* What you are asked to do:
Set out all the rows below as a numbered list, dropping any blank lines.

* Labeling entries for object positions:
________

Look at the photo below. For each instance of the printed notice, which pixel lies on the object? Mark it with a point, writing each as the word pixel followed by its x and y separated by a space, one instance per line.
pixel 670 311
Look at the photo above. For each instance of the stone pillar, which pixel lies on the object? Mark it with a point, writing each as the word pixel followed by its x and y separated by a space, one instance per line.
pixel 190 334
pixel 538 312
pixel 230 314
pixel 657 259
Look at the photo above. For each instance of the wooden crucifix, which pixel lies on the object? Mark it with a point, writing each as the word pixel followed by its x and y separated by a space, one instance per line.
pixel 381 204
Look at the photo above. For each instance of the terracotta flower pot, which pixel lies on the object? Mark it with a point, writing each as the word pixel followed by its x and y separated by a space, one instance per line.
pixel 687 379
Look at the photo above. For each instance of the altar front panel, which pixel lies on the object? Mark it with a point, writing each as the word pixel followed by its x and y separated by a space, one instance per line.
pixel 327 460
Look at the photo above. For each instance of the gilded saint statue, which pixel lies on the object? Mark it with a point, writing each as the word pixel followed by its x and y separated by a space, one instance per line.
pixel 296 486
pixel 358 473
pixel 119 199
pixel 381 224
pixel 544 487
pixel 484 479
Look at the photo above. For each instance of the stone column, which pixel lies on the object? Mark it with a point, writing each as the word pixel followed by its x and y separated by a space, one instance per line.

________

* Reply to the exercise:
1. Look at the photo below. For each instance of the printed notice, which pixel lies on the object? Mark it with a point, writing each as the word pixel followed by its x and y separated by a space, one instance per line.
2. pixel 670 311
3. Look at the photo above. For each instance of the stone pillar, which pixel lies on the object? Mark it with a point, writing each as the word pixel followed by its x and y separated by a space, one instance per line.
4. pixel 190 334
5. pixel 538 312
6. pixel 230 314
7. pixel 657 259
8. Look at the photo above. For each instance of the wooden crucifix, which pixel lies on the object? Mark it with a point, writing each as the word pixel followed by its x and y separated by a space, one instance per line.
9. pixel 381 204
10. Look at the photo above. For each instance of the terracotta flower pot, which pixel lies on the object? Mark it with a point, writing each as the word pixel followed by its x and y separated by a space, one instance per line.
11. pixel 687 379
12. Look at the photo above. For each instance of the altar front panel, which pixel lies on the object? Mark it with a point, writing each as the word pixel followed by its x and y separated by a space, one instance per line.
13. pixel 327 460
14. Look at the photo above. For each instance of the gilded saint statue, which pixel lies on the object? Mark it with a point, writing each as the word pixel followed by its x and y separated by a space, one instance per line.
15. pixel 296 486
16. pixel 358 473
17. pixel 119 199
18. pixel 381 224
19. pixel 544 487
20. pixel 484 479
21. Look at the photo above. For each instance of the stone column, which pixel lies on the object? Mark it with a point, writing each as the word pixel followed by its x and y separated by a space, one instance per line.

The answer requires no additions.